• **RECORDS SHOWN**:
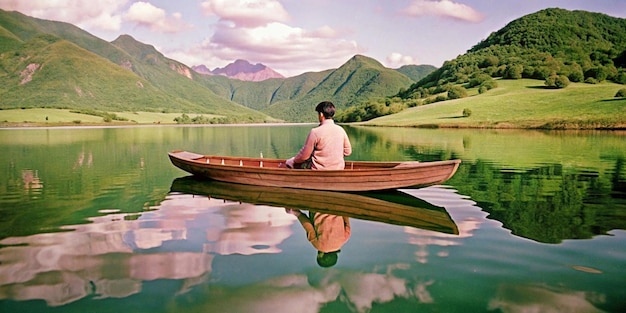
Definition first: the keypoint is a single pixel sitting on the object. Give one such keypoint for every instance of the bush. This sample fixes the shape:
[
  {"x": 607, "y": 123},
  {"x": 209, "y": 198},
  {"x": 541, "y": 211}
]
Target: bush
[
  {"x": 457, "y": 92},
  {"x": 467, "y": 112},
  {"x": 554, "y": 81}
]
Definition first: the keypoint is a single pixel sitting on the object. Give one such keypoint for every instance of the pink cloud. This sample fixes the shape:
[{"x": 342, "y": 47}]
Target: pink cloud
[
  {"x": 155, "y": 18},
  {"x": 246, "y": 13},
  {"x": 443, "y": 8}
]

--

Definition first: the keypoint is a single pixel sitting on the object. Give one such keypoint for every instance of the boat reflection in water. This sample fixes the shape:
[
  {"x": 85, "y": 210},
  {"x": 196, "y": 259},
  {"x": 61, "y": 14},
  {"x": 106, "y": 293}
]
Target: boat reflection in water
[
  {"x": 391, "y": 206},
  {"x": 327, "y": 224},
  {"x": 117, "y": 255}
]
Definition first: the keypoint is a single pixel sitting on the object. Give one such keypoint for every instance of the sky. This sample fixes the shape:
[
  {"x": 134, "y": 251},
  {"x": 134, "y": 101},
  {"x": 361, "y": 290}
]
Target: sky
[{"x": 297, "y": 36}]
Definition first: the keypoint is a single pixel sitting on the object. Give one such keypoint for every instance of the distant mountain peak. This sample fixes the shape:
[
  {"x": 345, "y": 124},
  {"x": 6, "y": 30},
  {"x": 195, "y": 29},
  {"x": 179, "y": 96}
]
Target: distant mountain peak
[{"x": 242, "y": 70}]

...

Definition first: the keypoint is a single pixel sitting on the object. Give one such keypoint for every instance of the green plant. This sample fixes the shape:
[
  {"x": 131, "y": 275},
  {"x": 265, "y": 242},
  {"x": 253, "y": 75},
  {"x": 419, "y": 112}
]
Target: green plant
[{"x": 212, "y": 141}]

• **EXERCISE REQUIREMENTS**: Please state how many lines in the records above contain the word "cloud". Reply with the number alone.

• **OUTPUT OF THE TASK**: 2